━━━ QUOTED TEXT ━━━

Comics of the Week


This article contains SPOILERS.



What Hit


Marvel Legacy #1


Marvel’s answer to last year’s DC Rebirth was a solid start to the new vision of Marvel Comics.


The issue kicks off with the Avengers of 1,000,000 BC storyline, which was truly intriguing. I wish they would transition a solo Avengers of 1,000,000 BC series from this issue, as readers simply get a snippet of the characters. We’ve heard so much about the team and I had hoped we’d learn about them. However, the first issue was meant to touch multiple storylines and set up others, which it did fairly well.


The Secret Empire was wrapped up with the final aftermath and ‘where are they now?’ questions answered as it transitions into the new series’. The bouncing between scenes was often choppy and some characters stories were unnecessary for this issue. The artwork transitions between Esad Ribic and Steve McNiven were noticeable. McNiven is a solid artist, but the differences between the two are too different to share a story together.


Overall, it was a solid setup for potentially a good new focus of the publisher.

━━━

▶ GIVEN INSTRUCTION A
Write out the rows below, keeping every line unchanged.

━━━ INPUT MATERIAL ━━━

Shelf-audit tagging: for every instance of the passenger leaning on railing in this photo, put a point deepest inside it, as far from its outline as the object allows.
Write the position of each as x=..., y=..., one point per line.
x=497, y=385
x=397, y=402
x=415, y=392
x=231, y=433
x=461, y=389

━━━

▶ GIVEN INSTRUCTION B
Extract the comics review's passage from "This article contains" to "did fairly well.", word for word.

▶ FULL ANSWER A
Shelf-audit tagging: for every instance of the passenger leaning on railing in this photo, put a point deepest inside it, as far from its outline as the object allows.
Write the position of each as x=..., y=..., one point per line.
x=497, y=385
x=397, y=402
x=415, y=392
x=231, y=433
x=461, y=389

▶ FULL ANSWER B
This article contains SPOILERS.



What Hit


Marvel Legacy #1


Marvel’s answer to last year’s DC Rebirth was a solid start to the new vision of Marvel Comics.


The issue kicks off with the Avengers of 1,000,000 BC storyline, which was truly intriguing. I wish they would transition a solo Avengers of 1,000,000 BC series from this issue, as readers simply get a snippet of the characters. We’ve heard so much about the team and I had hoped we’d learn about them. However, the first issue was meant to touch multiple storylines and set up others, which it did fairly well.